__Exercise brief__. Switch "blue car" to "red car" in everything from the start of the data down to and including the line that contains "98], [223, 66]]]", and write out those lines with nothing else changed.

__Extracted entries__.
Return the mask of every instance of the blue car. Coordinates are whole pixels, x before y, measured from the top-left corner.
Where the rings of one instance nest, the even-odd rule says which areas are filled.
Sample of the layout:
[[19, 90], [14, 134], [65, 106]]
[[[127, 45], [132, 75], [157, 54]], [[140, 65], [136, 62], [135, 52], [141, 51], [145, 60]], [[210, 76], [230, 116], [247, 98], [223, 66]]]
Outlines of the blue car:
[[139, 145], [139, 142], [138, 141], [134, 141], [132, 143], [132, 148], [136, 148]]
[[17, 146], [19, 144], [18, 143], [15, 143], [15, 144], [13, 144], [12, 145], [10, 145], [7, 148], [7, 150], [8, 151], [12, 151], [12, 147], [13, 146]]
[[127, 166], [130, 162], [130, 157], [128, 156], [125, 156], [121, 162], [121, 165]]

__Response below__.
Return the mask of every instance of the red car. Coordinates are whole pixels, x before y, measured from the top-left corner.
Where the rings of one instance nest, the even-odd rule says which areas are filled.
Sample of the layout:
[[19, 90], [14, 134], [65, 106]]
[[[127, 45], [132, 75], [157, 54]], [[140, 65], [136, 62], [135, 52], [141, 51], [145, 60]], [[210, 76], [230, 116], [247, 98], [223, 66]]]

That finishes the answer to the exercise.